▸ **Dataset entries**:
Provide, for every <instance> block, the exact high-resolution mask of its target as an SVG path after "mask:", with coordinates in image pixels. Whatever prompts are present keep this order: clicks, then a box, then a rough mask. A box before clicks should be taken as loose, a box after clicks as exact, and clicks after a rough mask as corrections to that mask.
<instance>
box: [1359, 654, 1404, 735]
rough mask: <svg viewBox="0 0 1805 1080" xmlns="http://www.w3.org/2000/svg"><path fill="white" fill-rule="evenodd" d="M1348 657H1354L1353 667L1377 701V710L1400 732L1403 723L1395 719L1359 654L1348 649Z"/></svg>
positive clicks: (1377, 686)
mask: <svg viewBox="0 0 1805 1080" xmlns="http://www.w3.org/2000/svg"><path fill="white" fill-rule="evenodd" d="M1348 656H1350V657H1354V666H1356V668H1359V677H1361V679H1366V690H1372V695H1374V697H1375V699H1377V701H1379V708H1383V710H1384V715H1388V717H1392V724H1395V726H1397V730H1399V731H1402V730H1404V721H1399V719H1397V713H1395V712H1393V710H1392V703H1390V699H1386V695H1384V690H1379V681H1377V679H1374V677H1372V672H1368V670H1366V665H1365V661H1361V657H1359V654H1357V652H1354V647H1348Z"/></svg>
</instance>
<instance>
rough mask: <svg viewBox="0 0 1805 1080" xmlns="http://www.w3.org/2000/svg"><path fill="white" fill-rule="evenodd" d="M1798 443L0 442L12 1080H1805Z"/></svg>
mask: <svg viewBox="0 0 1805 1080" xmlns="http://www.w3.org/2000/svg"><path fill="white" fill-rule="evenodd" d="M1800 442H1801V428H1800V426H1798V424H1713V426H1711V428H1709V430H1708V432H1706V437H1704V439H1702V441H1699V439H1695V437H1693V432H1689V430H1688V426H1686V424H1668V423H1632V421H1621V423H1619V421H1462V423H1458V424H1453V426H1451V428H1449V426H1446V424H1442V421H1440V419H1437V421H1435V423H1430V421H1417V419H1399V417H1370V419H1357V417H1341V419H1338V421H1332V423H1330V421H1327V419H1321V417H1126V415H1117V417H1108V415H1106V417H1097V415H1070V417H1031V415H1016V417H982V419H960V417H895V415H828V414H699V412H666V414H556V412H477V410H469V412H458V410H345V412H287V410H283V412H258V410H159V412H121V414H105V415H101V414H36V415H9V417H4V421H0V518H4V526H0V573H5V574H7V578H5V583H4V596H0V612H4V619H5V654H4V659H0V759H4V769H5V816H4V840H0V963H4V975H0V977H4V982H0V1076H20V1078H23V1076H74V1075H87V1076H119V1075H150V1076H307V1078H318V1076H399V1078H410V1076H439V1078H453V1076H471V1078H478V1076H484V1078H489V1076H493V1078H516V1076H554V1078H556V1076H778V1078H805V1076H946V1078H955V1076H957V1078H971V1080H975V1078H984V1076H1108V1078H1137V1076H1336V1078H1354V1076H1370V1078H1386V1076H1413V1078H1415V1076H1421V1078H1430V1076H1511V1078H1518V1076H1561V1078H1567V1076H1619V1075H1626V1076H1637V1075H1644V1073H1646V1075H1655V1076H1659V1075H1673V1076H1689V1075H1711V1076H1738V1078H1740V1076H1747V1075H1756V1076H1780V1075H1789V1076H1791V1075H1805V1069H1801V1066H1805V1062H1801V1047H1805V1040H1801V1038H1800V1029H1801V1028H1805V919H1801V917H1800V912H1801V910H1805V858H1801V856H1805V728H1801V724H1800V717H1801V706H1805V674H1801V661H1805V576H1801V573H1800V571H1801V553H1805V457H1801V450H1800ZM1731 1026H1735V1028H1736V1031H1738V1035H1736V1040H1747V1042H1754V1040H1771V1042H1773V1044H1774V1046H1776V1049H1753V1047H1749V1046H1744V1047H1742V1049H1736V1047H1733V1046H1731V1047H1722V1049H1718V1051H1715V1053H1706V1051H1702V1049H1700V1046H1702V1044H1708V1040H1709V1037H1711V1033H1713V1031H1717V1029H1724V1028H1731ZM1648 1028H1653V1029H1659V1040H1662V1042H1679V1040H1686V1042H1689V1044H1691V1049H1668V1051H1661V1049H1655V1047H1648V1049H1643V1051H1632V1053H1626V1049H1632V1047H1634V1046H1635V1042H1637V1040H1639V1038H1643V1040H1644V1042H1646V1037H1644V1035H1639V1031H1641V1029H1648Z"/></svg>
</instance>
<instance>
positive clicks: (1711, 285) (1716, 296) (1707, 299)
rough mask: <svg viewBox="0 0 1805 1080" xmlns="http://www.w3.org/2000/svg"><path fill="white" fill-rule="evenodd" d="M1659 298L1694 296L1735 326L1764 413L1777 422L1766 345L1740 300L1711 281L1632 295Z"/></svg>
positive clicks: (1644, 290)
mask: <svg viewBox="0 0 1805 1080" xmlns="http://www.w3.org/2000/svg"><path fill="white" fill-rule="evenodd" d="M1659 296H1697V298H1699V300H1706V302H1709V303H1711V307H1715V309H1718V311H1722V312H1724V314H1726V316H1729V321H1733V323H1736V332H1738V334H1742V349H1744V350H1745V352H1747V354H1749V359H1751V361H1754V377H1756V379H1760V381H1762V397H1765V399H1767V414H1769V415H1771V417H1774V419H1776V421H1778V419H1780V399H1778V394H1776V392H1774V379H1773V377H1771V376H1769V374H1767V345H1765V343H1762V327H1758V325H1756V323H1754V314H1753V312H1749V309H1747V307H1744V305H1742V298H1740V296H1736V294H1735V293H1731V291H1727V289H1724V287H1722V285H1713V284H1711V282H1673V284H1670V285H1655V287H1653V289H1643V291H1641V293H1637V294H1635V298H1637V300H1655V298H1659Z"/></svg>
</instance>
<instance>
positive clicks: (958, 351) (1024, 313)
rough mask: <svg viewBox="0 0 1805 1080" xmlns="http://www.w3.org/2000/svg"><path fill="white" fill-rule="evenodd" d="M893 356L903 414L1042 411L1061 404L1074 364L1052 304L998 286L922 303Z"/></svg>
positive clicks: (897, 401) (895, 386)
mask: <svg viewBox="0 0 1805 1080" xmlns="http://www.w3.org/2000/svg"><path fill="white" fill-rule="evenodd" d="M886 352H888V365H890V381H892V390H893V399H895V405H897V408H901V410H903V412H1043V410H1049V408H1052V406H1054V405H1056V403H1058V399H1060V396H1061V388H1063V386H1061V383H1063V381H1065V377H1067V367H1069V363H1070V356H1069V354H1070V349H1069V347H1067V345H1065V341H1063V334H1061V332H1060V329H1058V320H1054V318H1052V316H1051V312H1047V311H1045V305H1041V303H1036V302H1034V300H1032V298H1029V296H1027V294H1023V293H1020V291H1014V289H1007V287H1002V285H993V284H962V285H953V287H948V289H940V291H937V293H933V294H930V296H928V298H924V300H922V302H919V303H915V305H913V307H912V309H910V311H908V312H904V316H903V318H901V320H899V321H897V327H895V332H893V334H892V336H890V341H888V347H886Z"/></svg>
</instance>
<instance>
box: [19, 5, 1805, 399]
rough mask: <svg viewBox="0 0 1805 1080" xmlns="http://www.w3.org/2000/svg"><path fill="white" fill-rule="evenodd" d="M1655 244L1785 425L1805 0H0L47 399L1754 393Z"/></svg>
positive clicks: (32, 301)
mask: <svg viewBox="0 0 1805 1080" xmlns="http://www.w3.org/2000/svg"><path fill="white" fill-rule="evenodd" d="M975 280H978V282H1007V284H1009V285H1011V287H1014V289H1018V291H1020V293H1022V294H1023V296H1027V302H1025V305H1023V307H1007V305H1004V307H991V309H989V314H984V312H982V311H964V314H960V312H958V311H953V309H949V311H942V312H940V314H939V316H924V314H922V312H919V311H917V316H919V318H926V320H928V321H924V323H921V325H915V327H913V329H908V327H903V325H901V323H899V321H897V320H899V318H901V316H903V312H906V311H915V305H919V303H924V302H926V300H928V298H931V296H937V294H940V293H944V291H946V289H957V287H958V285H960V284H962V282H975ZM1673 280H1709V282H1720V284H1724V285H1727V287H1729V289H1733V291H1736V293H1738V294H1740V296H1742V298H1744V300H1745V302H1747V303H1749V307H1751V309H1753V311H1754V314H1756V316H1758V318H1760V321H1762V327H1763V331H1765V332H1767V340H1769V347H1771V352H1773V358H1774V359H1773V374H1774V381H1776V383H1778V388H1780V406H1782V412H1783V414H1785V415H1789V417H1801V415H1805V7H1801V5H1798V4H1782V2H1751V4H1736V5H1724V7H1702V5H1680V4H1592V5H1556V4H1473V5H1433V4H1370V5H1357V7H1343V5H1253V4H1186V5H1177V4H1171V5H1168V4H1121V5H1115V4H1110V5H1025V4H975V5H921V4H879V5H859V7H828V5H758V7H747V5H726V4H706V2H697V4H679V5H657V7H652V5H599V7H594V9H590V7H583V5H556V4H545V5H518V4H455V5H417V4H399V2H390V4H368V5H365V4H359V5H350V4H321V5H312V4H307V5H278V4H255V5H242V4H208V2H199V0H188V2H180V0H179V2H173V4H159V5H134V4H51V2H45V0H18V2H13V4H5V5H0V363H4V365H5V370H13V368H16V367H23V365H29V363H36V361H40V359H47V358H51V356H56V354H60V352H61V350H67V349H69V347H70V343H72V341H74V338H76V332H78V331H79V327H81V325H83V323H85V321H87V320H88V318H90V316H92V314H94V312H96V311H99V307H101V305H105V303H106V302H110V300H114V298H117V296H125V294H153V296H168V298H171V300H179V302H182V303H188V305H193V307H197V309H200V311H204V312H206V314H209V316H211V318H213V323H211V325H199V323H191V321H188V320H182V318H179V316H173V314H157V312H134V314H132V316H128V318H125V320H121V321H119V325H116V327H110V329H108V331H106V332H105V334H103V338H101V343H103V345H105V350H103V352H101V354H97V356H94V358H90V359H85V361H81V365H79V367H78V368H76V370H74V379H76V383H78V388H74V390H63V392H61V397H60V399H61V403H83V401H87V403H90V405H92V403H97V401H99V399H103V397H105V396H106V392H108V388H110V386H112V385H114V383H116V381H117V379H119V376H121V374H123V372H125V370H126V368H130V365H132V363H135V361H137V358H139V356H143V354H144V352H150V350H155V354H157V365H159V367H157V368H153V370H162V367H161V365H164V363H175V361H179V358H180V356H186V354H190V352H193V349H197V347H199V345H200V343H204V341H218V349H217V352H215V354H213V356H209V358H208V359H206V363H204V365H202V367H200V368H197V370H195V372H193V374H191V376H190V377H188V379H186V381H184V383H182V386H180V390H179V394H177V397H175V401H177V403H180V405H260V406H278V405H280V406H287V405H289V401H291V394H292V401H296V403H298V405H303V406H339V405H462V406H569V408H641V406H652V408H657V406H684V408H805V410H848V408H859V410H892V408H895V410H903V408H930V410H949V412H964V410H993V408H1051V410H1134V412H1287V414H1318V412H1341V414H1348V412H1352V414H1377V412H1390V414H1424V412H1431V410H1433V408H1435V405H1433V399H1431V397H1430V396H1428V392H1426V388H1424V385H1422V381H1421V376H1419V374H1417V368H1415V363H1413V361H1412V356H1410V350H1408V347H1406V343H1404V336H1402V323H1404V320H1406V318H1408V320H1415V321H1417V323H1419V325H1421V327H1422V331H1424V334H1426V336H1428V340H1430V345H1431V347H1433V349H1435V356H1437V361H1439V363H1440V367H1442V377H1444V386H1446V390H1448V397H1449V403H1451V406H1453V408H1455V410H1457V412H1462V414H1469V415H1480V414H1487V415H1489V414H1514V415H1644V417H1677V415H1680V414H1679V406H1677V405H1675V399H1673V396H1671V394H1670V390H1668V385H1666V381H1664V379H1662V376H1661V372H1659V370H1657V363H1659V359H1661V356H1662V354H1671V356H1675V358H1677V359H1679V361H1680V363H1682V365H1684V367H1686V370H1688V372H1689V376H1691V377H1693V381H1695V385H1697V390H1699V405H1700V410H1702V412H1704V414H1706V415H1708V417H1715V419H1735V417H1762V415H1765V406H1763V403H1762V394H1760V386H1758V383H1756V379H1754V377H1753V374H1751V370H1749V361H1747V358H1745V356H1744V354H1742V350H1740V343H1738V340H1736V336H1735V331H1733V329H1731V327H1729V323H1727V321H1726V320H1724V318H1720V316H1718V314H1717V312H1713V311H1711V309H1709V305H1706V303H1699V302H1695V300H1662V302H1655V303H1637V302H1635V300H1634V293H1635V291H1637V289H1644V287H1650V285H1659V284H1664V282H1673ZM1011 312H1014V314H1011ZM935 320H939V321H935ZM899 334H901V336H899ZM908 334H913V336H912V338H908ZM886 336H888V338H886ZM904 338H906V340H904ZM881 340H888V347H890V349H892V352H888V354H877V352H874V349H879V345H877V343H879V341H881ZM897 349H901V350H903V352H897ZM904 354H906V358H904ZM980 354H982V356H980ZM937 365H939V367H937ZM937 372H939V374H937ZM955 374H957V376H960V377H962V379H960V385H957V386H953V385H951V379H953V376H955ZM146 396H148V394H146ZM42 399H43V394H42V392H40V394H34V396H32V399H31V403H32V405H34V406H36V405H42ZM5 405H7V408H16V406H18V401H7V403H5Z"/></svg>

▸ **What you will do**:
Could you set down, word for word, only the lines above from the line with "positive clicks: (1711, 285)" to the line with "298L1694 296L1735 326L1764", including both?

▸ **Answer**:
positive clicks: (1711, 285) (1716, 296) (1707, 299)
rough mask: <svg viewBox="0 0 1805 1080" xmlns="http://www.w3.org/2000/svg"><path fill="white" fill-rule="evenodd" d="M1659 298L1694 296L1735 326L1764 413L1777 422L1766 345L1740 300L1711 281L1632 295Z"/></svg>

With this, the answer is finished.